GIVEN RECORDS:

..............................

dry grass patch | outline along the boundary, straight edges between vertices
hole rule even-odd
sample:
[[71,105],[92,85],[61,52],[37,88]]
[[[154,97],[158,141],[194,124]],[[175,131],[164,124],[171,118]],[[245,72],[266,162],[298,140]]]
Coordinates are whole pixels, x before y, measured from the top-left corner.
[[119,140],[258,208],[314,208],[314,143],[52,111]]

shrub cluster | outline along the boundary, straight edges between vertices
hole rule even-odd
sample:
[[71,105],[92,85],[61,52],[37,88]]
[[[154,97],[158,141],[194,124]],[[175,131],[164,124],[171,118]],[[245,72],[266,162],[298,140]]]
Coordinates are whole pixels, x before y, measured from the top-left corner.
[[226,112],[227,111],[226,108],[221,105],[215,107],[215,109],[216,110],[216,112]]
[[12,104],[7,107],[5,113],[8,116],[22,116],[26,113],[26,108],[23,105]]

..............................

WORK TO BE COMPLETED:
The lines to quote run from the one containing "shrub cluster |" through the final line of the material above; please give them exactly, both ends included, and nothing else.

FINAL RESULT:
shrub cluster | outline along the boundary, straight edges between vertices
hole rule even-odd
sample:
[[71,105],[92,85],[61,52],[37,88]]
[[[154,97],[158,141],[194,124]],[[175,131],[164,124],[171,118]],[[245,72],[266,162],[298,140]]]
Coordinates are whole pixels, x before y, measured from the top-left corner.
[[226,112],[227,111],[226,108],[221,105],[215,107],[215,109],[216,110],[216,112]]
[[12,104],[7,107],[5,113],[8,116],[22,116],[26,113],[26,108],[23,105]]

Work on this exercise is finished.